## What the exercise asks
Extract each line below that contains the word "antenna", and copy every such line in full.
++++++++++++++++++++
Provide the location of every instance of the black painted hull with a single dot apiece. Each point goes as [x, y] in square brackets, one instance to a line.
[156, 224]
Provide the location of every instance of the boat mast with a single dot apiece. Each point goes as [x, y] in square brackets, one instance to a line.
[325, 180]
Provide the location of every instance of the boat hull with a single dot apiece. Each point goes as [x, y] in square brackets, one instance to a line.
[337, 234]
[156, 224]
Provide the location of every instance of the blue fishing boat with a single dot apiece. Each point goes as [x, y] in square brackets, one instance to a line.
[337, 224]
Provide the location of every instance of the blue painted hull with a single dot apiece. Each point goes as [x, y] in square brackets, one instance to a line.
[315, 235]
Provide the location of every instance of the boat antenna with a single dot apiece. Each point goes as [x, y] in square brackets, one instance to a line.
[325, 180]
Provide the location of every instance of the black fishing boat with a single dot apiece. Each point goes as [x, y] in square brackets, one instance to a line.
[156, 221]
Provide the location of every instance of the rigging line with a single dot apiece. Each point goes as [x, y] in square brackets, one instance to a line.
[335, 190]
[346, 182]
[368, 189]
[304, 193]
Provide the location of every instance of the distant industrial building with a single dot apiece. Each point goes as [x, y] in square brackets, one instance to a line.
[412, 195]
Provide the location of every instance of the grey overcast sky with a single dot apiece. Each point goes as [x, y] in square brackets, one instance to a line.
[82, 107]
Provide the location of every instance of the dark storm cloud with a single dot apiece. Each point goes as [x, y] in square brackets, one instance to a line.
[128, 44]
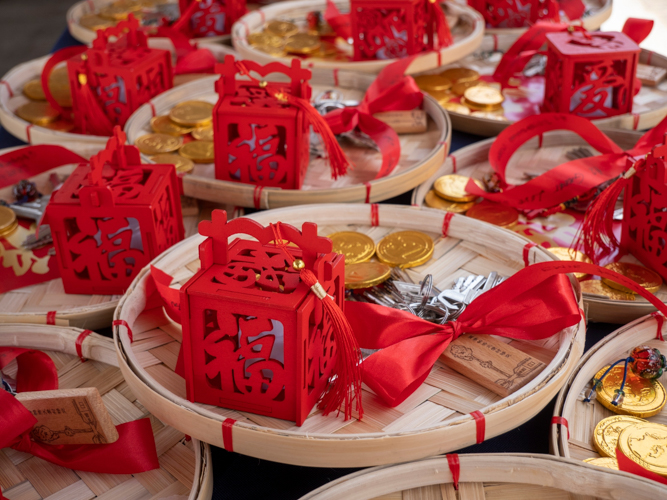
++++++++++++++++++++
## Full output
Provide the location of every instance of the boat antenna with a single dot apiece. Each point goes as [x, y] in square brackets, one instance to a line.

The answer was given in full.